■ Lijst met taken
A: In welk nationaal park ligt het Kröller-Müller Museum volgens de tekst over dat museum?
B: Zet de tekst over het Kröller-Müller Museum voort na de laatste zin.

■ Aangeleverde tekst
----

Naar inhoud springen

Kröller-Müller Museum

Uit Wikipedia, de vrije encyclopedie
Kröller-Müller Museum
Kröller-Müller Museum
Locatie Otterlo, Gelderland, Nederland
Coördinaten 52° 6′ NB, 5° 49′ OL
Type Moderne en hedendaagse kunst
Opgericht 1918
Openingsdatum 13 juli 1938
Personen
Directeur Benno Tempel
Huisvesting
Architect Henry Van de Velde
Aantal bezoekers Voor de corona-crisis ca 400.000, in 2021 127.126[1]
Detailkaart
Kröller-Müller Museum (Gelderland)
Kröller-Müller Museum
Officiële website
(en) Atlas Obscura-pagina
Portaal  Portaalicoon   Kunst & Cultuur
Helene Müller en Anton Kröller, ca. 1888
Jardin d'émail door Jean Dubuffet
Kunstwerk Five Columns door Ian Hamilton Finlay

Het Kröller-Müller Museum is een Nederlands museum voor moderne en hedendaagse kunst, gelegen in het Nationaal Park De Hoge Veluwe te Otterlo. Het museum en het bijbehorende beeldenpark, samen circa 25 hectare, genieten internationale bekendheid. Tot 2020 trok het museum jaarlijks toenemende aantallen bezoekers uit binnen- en buitenland, met in 2019 405.428 bezoekers.[2] Het museum kenmerkt zich onder andere door een uitgebreide collectie werken van Vincent van Gogh.

----

■ Fragmenten uit dataset

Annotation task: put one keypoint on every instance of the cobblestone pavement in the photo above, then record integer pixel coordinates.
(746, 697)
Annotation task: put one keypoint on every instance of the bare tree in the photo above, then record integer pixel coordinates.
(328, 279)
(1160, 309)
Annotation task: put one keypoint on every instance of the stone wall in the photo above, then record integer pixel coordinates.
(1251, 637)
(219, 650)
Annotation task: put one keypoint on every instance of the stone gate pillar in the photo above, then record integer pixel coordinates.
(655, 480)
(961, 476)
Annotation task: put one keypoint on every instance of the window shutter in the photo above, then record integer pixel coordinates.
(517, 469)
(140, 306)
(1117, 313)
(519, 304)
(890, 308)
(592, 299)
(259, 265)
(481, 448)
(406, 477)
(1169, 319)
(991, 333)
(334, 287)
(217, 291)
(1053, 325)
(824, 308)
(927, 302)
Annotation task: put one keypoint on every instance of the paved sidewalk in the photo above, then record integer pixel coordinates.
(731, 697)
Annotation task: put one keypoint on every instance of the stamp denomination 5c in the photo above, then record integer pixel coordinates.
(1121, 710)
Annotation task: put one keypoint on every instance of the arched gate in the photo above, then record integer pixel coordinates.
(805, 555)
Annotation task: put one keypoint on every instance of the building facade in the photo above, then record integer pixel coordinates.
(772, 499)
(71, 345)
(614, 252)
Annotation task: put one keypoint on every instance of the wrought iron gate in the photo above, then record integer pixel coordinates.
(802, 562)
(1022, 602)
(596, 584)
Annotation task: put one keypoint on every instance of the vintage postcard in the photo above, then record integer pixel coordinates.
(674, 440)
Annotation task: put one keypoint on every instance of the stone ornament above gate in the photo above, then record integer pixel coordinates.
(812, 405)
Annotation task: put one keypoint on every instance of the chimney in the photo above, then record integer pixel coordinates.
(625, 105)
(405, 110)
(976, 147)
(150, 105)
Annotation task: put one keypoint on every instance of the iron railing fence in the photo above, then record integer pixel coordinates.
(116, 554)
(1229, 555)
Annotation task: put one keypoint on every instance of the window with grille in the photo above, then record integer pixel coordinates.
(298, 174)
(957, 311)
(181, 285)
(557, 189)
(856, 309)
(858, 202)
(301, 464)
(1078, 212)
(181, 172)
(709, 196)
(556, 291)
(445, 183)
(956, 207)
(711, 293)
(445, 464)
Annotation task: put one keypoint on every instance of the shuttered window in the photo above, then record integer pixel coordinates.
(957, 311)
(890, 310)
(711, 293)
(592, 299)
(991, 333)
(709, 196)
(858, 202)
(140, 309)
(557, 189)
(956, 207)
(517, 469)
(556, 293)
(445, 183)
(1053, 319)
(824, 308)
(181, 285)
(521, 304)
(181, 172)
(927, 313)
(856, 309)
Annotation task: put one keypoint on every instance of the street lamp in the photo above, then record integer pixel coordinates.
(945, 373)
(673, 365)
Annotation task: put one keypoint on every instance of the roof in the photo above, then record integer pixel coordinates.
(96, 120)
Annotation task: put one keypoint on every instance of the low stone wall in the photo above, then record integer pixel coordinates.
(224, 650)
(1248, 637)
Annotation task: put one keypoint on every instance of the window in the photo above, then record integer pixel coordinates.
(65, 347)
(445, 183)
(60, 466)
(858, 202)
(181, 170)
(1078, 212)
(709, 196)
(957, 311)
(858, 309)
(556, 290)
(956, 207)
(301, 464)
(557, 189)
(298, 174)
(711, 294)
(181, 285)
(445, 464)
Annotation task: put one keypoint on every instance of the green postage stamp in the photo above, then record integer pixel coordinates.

----

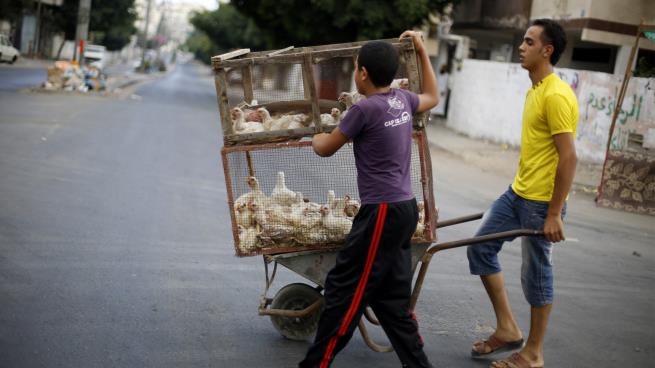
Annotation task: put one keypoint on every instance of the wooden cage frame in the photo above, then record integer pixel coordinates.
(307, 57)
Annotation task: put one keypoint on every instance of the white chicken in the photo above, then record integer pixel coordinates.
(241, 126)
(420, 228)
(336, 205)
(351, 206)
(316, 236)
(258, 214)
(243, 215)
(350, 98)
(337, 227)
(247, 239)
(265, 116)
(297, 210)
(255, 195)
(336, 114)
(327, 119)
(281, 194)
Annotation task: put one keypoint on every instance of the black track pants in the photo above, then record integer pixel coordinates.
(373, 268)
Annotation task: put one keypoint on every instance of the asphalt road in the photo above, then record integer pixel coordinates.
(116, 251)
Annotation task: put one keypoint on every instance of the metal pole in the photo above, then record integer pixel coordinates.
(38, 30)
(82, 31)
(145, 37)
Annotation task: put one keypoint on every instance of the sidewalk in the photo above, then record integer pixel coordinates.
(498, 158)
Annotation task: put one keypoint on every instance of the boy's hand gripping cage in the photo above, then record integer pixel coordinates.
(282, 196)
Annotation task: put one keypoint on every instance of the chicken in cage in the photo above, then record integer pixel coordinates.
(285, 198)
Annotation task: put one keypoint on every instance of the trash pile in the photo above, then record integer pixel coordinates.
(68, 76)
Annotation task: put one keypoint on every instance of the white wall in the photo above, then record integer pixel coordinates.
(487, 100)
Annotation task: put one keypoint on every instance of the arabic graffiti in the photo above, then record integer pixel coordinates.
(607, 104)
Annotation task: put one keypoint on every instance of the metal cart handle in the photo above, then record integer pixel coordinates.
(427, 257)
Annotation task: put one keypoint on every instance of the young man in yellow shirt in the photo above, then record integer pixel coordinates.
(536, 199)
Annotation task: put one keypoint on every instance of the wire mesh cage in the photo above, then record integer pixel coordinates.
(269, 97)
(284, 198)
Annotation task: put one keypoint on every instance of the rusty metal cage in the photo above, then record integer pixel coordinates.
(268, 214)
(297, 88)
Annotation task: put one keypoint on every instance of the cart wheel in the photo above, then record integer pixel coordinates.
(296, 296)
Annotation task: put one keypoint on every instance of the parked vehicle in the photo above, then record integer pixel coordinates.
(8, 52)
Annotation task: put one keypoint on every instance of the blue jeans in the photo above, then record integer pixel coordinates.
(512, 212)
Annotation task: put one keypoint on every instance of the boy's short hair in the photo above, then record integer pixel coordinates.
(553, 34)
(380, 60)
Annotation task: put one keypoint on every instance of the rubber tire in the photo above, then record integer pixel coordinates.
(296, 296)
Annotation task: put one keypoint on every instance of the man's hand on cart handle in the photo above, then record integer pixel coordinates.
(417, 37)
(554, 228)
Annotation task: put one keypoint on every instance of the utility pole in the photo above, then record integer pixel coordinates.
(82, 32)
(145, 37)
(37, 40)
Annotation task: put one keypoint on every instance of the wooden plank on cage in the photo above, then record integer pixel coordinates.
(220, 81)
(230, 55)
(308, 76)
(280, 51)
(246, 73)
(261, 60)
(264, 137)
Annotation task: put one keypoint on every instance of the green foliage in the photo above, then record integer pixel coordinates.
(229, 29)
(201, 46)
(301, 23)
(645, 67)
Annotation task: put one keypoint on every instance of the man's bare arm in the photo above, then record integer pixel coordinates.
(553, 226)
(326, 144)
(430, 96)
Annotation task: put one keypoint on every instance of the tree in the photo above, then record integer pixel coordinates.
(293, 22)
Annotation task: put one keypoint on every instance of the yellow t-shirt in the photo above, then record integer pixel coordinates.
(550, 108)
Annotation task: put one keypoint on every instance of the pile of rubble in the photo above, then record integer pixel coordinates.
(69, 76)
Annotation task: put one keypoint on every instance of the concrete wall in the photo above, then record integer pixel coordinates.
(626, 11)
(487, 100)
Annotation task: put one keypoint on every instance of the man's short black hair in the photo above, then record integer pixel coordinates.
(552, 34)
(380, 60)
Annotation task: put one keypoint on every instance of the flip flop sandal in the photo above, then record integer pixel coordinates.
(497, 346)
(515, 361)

----

■ De resultaten
A: Het ligt in het Nationaal Park De Hoge Veluwe, te Otterlo.

B:
Het museum is vernoemd naar Helene Kröller-Müller die een groot deel van de collectie bijeenbracht, daarbij geadviseerd door kunstpedagoog H.P. Bremmer. Het werd in 1939, enige jaren na de stichting van het Nationale Park, officieel geopend als rijksmuseum. Nadat het rijk had besloten het museum, net als alle andere rijksmusea, te verzelfstandigen en de naam Rijksmuseum Kröller-Müller verviel, werd de statutaire naam van het museum Stichting Kröller-Müller Museum. Hierbij kreeg het museum een ANBI-status.[3]

De verzameling

[bewerken | brontekst bewerken]

Helene Kröller-Müller had sinds haar eerste aankoop in 1908 van het schilderij Hij komt van ver van Paul Gabriël, een schilderijverzameling opgebouwd, die in tegenstelling tot verzamelingen van haar tijdgenoten, moderne werken betrof.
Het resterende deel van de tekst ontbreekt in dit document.